REQUIRED WORK:
Throughout the records below, find each line holding "Target" and copy it.

RECORDS SHOWN:
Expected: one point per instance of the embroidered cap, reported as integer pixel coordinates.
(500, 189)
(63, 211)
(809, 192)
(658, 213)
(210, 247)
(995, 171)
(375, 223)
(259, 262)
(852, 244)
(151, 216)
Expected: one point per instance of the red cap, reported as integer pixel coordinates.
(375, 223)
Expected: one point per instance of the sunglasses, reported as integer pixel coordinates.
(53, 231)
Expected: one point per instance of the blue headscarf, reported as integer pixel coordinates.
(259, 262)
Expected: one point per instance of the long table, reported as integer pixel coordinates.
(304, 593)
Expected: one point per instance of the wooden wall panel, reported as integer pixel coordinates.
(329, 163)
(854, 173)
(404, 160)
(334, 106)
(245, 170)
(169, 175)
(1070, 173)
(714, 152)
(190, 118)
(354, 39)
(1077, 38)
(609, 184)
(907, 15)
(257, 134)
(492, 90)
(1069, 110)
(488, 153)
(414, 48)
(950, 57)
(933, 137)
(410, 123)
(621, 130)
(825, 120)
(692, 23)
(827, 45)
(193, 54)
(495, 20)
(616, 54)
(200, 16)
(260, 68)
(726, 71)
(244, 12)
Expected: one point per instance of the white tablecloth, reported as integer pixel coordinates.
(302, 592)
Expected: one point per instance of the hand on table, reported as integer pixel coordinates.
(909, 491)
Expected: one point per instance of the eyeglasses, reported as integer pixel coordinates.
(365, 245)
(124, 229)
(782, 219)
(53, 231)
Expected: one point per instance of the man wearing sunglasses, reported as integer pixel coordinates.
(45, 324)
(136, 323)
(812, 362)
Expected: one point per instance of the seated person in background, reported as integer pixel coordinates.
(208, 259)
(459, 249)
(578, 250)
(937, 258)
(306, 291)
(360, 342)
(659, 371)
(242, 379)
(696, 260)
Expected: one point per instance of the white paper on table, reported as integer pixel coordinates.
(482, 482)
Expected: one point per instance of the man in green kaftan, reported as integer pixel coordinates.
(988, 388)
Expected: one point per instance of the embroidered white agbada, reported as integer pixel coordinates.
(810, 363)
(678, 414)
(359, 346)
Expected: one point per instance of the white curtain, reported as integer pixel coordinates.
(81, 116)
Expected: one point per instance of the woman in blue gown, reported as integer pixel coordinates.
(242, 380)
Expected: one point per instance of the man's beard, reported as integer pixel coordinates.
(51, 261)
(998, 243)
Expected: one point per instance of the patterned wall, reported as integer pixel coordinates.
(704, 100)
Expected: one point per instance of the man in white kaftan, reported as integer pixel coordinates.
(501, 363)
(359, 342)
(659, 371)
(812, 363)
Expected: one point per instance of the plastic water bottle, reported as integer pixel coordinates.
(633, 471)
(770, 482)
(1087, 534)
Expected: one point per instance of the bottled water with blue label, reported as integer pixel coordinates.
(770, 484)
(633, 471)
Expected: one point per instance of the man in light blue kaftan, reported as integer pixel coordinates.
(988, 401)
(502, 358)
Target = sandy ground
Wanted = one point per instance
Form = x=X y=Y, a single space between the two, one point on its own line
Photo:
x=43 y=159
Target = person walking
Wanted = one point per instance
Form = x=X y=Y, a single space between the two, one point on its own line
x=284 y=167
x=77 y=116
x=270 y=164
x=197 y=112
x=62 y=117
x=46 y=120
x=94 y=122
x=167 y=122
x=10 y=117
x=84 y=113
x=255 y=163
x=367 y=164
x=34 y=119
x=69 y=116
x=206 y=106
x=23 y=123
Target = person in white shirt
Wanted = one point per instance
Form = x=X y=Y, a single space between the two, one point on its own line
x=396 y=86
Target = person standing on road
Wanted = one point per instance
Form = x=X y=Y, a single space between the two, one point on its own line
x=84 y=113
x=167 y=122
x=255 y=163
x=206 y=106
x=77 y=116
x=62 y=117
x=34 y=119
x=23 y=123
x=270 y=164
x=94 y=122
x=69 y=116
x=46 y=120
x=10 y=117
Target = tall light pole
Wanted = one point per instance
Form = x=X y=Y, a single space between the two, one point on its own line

WRITTEN SOLUTION:
Target = sandy ground
Target = person walking
Target = person in white shirt
Target = person standing on road
Target = tall light pole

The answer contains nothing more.